[Problems to work on]:
1/ In the Nagaland elections analysis, set down word for word the passage that begins at "Crucially, the elections" and stops after "(February 27, 2018).".
2/ Translate this sentence from the Nagaland elections analysis into Spanish: "It was clarified, further, that fresh elections could be held after the finalization of the Naga Accord."

[Given text]:
━━━━━━━━━━

ISSN 2330-717X

India: Democratic Consolidation In Nagaland – Analysis


By Giriraj Bhattacharjee*

Nagaland Governor P.B. Acharya on March 6, 2018, stated that the Naga ‘political issue’ would be resolved within six months. He further asserted that if Nagaland and the Northeast were to progress, then the Naga issue should be brought to a conclusion and the welfare of the Nagas should be on the agenda.

On March 3, 2018, the Election Commission of India (ECI) declared the results of the Nagaland Assembly Elections held on February 27, 2018. The Naga People’s Front (NPF), leading constituent of the erstwhile ruling coalition, the Democratic Association of Nagaland (DAN), emerged as the leading party with 26 seats, followed by the newly formed National Democratic People’s Party (NDPP), with 18 seats; Bharatiya Janata Party (BJP), 12 seats; National People’s Party (NPP), two seats; Janata Dal-United (JD-U), one seat; and one seat to an independent candidate. The State Assembly has 60 seats. Former Chief Minister Neiphiu Rio of National Democratic Progressive Party was declared winner from the Northern Angami-II Assembly seat, uncontested.

Governor P.B. Acharya swore-in the Neiphiu Rio-led Progressive Democratic Alliance (PDA) Government on March 8, 2018, at Khuochiezie in Kohima District. The PDA alliance has the support of 32 Members of the Legislative Assembly (MLAs): National Democratic People’s Party (NDPP), 18 MLAs; Bharatiya Janata Party (BJP), 12 MLAs; Janata Dal-United (JD-U), one MLA and one independent MLA, Tongpang Ozukum. The State unit of the National People’s Party (NPP) withdrew its support to the coalition on March 7, 2018 [a day after it had supported the alliance], saying they were yet to obtain an endorsement from party President Conrad Sangma.

Crucially, the elections were peaceful. No incident of violence was reported during the entire period of electioneering, that is, between the date of notification of the elections (January 31, 2018) and election date (February 27, 2018).

Subsequent to the announcement of elections on January 18, 2018, however, the State went through a small phase of political uncertainty. The Core Committee of Nagaland Tribal Hohos and Civil Organizations (CCNTHCO), a conglomerate of Naga civil-society organizations and traditional institutions, through a joint declaration on January 29, demanded postponement of the elections till a final agreement on the vexed ‘Naga issue’ had been signed. CCNTHCO was supported by all the political parties, including the BJP, in the State. However, BJP backed out on January 30, 2018, stating that the final call on the election issue would be taken by its central leaders. Significantly, a word of assurance from the Union Government’s interlocutor for the Naga Talks, Joint Intelligence Committee (JIC) Chairman R.N. Ravi, that the elections would not come in the way of any final accord signed with the Naga outfits, helped salvage the situation. It was clarified, further, that fresh elections could be held after the finalization of the Naga Accord.

━━━━━━━━━━

[Information supplied]:
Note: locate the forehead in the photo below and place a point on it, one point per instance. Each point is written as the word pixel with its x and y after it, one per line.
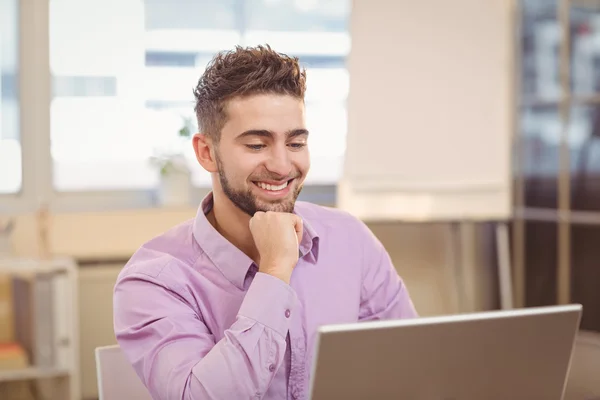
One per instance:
pixel 276 113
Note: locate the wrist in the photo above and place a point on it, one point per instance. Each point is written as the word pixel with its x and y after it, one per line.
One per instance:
pixel 276 269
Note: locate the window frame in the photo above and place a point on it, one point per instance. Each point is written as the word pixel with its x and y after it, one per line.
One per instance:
pixel 35 97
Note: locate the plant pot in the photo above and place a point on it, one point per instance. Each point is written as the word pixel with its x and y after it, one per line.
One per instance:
pixel 175 189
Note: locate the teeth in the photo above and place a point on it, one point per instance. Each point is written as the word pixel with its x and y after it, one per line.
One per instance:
pixel 273 188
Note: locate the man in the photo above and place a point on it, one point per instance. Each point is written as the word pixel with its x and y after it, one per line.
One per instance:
pixel 226 306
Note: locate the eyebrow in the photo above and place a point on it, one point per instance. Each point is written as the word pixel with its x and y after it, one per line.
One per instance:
pixel 269 134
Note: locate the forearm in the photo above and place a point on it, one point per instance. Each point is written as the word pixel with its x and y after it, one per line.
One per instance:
pixel 184 362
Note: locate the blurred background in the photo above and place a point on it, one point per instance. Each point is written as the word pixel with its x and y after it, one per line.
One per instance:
pixel 96 112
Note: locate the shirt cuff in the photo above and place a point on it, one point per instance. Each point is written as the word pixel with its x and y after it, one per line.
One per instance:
pixel 271 302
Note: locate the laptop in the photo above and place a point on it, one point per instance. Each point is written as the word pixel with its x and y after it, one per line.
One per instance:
pixel 497 355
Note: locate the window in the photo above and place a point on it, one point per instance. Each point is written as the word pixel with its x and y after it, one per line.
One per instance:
pixel 120 94
pixel 10 147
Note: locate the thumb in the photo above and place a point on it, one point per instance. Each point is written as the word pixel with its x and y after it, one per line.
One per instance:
pixel 298 227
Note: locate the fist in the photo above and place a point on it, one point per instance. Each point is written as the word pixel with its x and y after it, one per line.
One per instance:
pixel 276 237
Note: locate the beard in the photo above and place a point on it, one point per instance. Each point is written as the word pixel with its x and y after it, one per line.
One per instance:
pixel 246 201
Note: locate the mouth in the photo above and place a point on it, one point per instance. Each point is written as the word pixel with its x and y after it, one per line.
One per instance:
pixel 274 189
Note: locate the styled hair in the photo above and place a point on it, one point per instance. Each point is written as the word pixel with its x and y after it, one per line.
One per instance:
pixel 242 72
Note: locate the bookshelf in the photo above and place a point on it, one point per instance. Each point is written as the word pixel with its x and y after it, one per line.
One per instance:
pixel 45 301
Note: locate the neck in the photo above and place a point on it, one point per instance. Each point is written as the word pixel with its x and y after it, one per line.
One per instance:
pixel 233 224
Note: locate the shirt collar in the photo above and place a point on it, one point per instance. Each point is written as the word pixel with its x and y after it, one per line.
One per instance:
pixel 230 260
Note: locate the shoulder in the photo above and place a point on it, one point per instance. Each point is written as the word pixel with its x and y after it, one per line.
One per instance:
pixel 159 259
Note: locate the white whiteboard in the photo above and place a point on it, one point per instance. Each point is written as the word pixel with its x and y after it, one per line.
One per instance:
pixel 430 110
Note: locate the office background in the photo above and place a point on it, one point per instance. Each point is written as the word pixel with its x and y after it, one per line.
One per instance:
pixel 91 91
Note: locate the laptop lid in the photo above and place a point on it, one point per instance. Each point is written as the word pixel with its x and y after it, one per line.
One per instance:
pixel 496 355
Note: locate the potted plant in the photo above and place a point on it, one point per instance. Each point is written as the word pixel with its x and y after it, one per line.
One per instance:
pixel 174 189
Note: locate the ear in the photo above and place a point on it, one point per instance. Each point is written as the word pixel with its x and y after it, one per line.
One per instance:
pixel 204 148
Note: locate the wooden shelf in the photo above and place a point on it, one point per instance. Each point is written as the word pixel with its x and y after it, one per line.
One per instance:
pixel 32 373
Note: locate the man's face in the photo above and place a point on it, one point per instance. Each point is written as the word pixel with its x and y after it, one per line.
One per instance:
pixel 262 155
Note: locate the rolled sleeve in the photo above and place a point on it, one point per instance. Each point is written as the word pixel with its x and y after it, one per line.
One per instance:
pixel 270 302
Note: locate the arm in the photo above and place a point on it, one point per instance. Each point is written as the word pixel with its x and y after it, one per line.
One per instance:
pixel 383 295
pixel 176 355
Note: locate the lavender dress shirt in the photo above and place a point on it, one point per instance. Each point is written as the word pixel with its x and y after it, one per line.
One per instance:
pixel 197 321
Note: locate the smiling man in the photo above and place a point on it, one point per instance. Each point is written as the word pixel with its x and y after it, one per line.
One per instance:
pixel 227 305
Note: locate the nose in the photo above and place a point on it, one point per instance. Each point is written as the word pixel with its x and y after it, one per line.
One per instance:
pixel 279 161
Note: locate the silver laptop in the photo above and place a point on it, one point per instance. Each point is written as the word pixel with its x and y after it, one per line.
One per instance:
pixel 497 355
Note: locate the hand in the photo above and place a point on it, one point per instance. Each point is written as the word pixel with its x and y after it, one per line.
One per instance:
pixel 276 236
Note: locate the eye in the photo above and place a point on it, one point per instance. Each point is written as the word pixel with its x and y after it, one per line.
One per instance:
pixel 255 146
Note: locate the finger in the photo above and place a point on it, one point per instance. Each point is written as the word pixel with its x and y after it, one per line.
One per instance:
pixel 298 226
pixel 256 215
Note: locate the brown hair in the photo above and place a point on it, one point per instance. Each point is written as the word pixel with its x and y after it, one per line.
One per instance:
pixel 244 72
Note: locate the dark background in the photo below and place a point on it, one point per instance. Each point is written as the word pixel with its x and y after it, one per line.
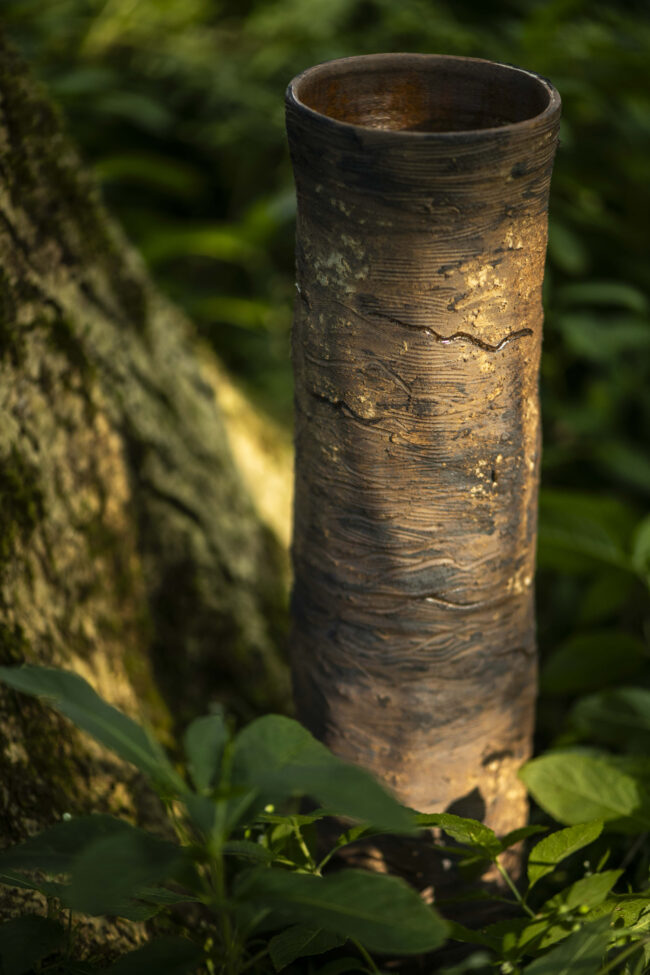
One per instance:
pixel 177 105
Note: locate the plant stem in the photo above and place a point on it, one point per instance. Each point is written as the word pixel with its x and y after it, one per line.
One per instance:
pixel 508 879
pixel 369 960
pixel 304 849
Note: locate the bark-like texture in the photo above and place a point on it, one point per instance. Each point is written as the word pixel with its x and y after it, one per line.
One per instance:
pixel 416 347
pixel 129 549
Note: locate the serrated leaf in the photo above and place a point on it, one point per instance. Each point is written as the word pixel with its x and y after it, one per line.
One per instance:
pixel 301 941
pixel 164 956
pixel 382 912
pixel 590 661
pixel 574 787
pixel 109 875
pixel 517 835
pixel 73 697
pixel 554 848
pixel 56 849
pixel 468 831
pixel 577 529
pixel 580 954
pixel 248 850
pixel 204 741
pixel 279 758
pixel 25 940
pixel 14 878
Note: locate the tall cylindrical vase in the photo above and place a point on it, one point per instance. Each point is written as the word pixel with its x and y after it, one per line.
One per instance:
pixel 422 186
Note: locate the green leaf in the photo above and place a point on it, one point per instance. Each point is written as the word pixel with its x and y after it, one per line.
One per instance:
pixel 13 878
pixel 204 741
pixel 164 956
pixel 109 875
pixel 580 954
pixel 554 848
pixel 382 912
pixel 577 529
pixel 202 810
pixel 587 892
pixel 56 849
pixel 566 249
pixel 338 966
pixel 620 717
pixel 25 940
pixel 279 758
pixel 248 850
pixel 589 661
pixel 301 941
pixel 463 830
pixel 641 549
pixel 574 787
pixel 73 697
pixel 517 835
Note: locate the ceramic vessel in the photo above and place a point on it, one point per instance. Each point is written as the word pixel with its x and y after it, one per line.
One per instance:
pixel 422 185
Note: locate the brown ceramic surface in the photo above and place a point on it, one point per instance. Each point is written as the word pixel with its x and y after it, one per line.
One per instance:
pixel 422 186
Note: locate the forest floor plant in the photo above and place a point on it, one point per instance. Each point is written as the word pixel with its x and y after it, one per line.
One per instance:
pixel 248 863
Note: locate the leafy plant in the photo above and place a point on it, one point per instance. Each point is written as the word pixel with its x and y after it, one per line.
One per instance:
pixel 256 889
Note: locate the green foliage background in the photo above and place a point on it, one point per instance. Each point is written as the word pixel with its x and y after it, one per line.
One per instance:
pixel 178 106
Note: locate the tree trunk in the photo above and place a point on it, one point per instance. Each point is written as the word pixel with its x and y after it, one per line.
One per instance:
pixel 420 256
pixel 129 547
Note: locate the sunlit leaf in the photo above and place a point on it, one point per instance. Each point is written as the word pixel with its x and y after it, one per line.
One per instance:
pixel 576 788
pixel 382 912
pixel 550 851
pixel 25 940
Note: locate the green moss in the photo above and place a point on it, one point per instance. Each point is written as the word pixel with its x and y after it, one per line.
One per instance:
pixel 64 338
pixel 21 501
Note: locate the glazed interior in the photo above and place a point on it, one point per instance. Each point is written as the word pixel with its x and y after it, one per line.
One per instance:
pixel 421 93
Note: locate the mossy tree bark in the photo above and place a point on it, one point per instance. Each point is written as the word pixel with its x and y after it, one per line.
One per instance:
pixel 129 548
pixel 422 186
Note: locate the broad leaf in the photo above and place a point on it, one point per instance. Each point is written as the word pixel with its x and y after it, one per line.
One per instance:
pixel 279 758
pixel 14 878
pixel 580 954
pixel 517 835
pixel 620 717
pixel 577 530
pixel 56 849
pixel 554 848
pixel 204 741
pixel 641 549
pixel 382 912
pixel 73 697
pixel 109 875
pixel 301 941
pixel 164 956
pixel 574 787
pixel 585 893
pixel 463 830
pixel 25 940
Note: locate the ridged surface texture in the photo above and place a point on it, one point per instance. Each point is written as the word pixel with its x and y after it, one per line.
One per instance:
pixel 416 345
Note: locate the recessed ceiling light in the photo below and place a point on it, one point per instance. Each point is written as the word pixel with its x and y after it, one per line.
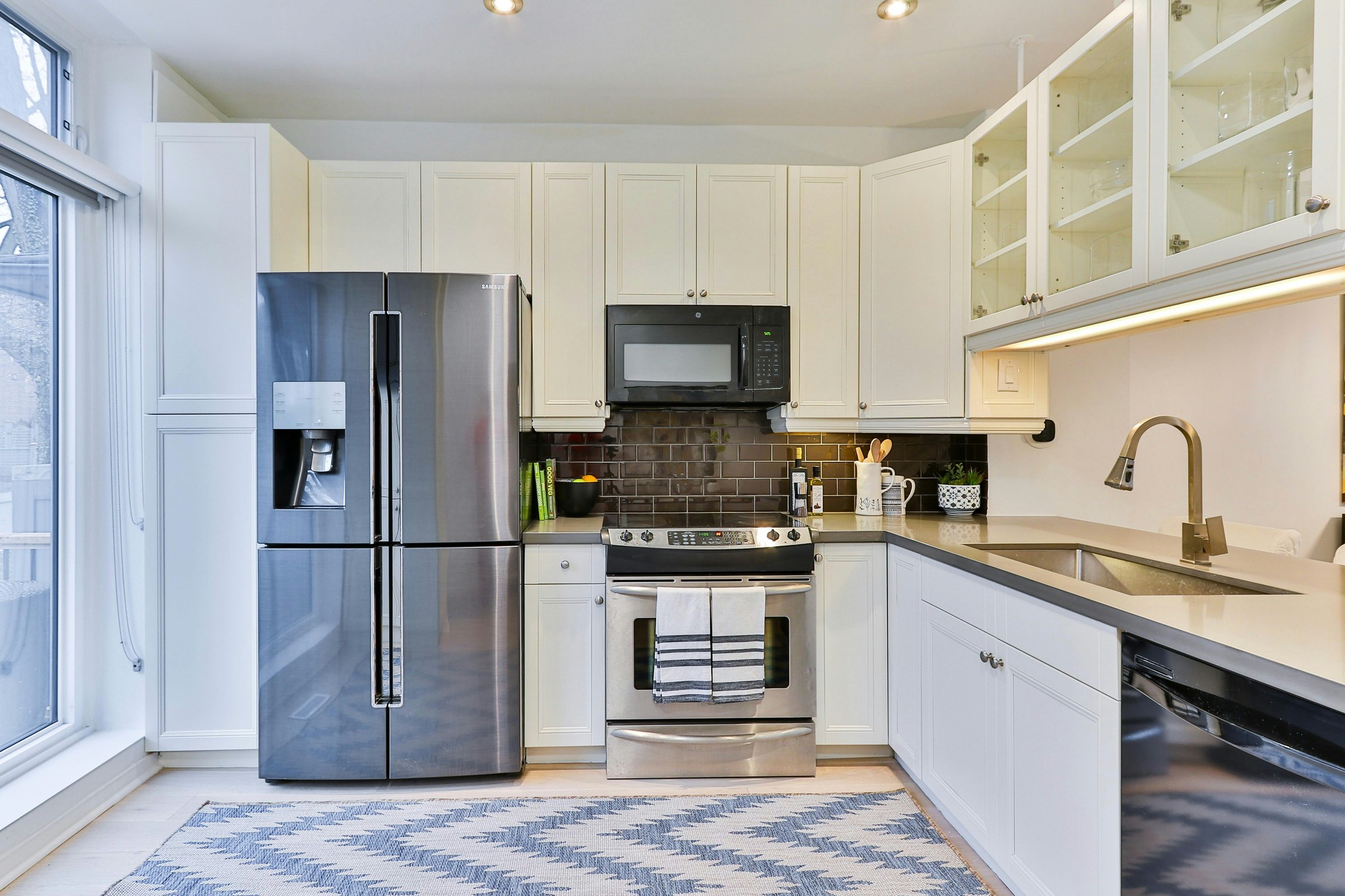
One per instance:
pixel 896 9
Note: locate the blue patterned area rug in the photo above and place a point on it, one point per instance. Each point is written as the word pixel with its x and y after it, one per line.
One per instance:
pixel 743 845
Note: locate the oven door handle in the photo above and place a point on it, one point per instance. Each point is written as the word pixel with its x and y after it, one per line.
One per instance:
pixel 657 738
pixel 648 591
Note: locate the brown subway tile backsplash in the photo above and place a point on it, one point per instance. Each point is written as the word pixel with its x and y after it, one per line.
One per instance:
pixel 671 465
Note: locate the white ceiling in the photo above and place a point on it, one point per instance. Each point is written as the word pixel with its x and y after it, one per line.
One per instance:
pixel 682 62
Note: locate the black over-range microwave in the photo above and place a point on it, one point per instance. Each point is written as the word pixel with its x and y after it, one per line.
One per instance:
pixel 697 355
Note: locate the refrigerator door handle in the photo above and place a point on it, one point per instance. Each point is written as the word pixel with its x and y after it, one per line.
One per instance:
pixel 380 431
pixel 397 618
pixel 382 628
pixel 395 422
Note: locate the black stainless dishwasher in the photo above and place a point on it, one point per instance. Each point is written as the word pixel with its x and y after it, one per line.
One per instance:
pixel 1229 788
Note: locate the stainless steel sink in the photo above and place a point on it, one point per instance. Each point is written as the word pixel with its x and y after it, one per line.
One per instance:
pixel 1122 572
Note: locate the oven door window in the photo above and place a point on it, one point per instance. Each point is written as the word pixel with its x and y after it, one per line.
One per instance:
pixel 776 653
pixel 653 356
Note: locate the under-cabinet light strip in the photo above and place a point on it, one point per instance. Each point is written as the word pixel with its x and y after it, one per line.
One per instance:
pixel 1296 289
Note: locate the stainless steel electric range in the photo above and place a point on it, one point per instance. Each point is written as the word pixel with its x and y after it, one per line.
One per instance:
pixel 772 736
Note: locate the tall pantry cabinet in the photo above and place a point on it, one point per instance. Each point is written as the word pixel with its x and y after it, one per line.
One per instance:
pixel 221 203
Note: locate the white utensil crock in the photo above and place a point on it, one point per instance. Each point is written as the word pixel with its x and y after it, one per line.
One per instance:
pixel 868 488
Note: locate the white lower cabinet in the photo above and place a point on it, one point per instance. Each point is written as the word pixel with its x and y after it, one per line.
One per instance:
pixel 1023 757
pixel 1059 753
pixel 961 704
pixel 563 666
pixel 201 580
pixel 904 672
pixel 852 599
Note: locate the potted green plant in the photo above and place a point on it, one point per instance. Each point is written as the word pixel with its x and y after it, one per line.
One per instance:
pixel 959 489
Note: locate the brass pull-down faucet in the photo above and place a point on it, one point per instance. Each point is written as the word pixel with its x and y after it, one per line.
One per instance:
pixel 1200 539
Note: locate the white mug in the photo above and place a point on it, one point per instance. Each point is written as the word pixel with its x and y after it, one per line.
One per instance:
pixel 868 488
pixel 896 504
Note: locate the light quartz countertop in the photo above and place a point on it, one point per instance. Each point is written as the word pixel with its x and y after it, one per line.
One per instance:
pixel 1290 641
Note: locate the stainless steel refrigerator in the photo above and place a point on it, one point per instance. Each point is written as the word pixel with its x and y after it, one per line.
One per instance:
pixel 387 513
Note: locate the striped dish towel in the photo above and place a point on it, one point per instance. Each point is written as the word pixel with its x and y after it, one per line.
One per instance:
pixel 739 645
pixel 682 645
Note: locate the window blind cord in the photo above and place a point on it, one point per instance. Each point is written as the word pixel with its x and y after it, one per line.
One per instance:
pixel 118 445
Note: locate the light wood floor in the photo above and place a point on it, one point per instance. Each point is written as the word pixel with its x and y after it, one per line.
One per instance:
pixel 124 836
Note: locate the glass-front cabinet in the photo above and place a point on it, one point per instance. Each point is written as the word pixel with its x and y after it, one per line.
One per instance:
pixel 1095 136
pixel 1003 213
pixel 1247 132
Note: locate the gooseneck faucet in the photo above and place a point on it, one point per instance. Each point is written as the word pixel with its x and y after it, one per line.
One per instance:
pixel 1200 538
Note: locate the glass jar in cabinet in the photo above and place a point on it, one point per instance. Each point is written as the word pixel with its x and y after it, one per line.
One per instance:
pixel 1002 188
pixel 1247 128
pixel 1095 132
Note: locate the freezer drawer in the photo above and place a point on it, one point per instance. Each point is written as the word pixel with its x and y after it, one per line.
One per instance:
pixel 726 750
pixel 315 653
pixel 462 661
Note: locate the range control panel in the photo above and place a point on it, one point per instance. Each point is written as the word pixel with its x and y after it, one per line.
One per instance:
pixel 707 539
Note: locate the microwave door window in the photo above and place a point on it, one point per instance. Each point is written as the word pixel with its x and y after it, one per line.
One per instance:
pixel 708 364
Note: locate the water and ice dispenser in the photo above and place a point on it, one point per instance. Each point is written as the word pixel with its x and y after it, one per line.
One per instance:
pixel 309 435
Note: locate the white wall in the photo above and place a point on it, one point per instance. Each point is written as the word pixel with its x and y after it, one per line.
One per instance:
pixel 1262 389
pixel 774 146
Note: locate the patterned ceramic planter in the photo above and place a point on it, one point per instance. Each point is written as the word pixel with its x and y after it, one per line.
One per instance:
pixel 959 500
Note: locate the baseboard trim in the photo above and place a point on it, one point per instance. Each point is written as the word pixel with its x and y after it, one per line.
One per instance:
pixel 33 836
pixel 209 759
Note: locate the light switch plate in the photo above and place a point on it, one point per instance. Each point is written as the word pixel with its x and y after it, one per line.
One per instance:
pixel 1009 375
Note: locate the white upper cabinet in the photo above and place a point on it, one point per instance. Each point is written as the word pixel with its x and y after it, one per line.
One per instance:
pixel 477 218
pixel 1247 128
pixel 1094 128
pixel 222 203
pixel 568 297
pixel 740 257
pixel 912 285
pixel 363 215
pixel 852 644
pixel 1003 190
pixel 825 292
pixel 651 234
pixel 685 234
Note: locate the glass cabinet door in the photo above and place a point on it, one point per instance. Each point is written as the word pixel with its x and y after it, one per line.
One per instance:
pixel 1247 127
pixel 1095 110
pixel 1002 214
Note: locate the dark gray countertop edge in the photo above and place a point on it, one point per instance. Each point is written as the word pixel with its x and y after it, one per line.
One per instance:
pixel 1278 676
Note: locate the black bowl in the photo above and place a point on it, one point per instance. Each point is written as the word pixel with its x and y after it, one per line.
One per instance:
pixel 577 499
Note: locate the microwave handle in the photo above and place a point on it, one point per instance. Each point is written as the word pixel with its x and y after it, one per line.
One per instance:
pixel 743 358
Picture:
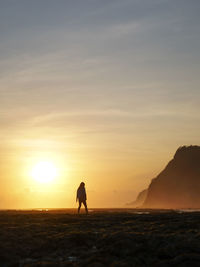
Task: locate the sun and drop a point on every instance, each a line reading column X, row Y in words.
column 44, row 172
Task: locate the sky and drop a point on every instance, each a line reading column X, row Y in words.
column 105, row 90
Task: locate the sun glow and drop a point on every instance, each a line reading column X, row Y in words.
column 44, row 172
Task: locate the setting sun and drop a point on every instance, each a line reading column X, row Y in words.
column 44, row 172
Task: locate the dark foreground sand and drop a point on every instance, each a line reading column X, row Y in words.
column 103, row 238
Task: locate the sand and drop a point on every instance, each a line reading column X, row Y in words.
column 102, row 238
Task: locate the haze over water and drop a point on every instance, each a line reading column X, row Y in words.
column 100, row 91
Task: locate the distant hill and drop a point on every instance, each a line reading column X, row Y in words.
column 178, row 185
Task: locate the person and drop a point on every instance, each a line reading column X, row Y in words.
column 82, row 197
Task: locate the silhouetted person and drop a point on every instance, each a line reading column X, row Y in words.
column 81, row 197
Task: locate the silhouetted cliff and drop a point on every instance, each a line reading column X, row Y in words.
column 178, row 185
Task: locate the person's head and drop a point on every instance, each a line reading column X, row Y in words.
column 82, row 184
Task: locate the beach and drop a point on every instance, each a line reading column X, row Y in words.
column 105, row 237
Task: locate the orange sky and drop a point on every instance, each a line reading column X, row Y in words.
column 106, row 90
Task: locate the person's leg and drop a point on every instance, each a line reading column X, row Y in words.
column 79, row 206
column 85, row 204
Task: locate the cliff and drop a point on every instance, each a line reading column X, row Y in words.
column 178, row 185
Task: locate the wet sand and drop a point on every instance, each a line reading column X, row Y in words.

━━━━━━━━━━

[Written responses]:
1/
Crucially, the elections were peaceful. No incident of violence was reported during the entire period of electioneering, that is, between the date of notification of the elections (January 31, 2018) and election date (February 27, 2018).

2/ Se aclaró, además, que podrían celebrarse nuevas elecciones tras la finalización del Acuerdo Naga.